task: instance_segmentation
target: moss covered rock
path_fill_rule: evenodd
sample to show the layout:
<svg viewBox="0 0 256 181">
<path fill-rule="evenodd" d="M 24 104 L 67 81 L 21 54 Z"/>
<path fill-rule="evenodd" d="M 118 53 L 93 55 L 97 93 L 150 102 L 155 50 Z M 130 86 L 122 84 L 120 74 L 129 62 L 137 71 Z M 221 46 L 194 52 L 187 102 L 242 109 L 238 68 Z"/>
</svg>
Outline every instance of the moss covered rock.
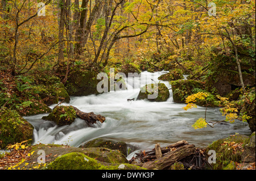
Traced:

----

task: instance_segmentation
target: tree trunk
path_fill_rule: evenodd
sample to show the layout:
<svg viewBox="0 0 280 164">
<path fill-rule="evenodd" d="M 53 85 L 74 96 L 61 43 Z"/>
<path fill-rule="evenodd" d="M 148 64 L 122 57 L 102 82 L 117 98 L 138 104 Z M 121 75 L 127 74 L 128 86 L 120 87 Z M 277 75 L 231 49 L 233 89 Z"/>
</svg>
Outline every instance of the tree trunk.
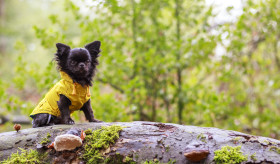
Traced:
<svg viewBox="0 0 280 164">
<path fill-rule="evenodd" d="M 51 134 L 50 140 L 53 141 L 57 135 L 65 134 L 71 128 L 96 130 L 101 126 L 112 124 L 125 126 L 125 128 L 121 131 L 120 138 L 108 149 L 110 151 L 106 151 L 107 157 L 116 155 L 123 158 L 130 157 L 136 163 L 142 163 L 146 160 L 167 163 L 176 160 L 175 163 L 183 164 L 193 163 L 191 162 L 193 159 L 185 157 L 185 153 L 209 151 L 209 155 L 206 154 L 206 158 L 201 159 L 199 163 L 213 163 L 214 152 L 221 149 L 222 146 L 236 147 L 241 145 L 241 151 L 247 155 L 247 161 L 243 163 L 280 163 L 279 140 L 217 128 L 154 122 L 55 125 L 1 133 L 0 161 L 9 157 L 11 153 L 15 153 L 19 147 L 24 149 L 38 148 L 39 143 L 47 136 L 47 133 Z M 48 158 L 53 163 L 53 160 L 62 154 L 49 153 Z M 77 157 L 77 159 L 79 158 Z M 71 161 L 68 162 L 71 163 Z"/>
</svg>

----

Exercise prompt ->
Find every line in the rows above that contains the word "tree", and copy each of those lines in full.

Correct response ->
target: tree trunk
Outline every instance of the tree trunk.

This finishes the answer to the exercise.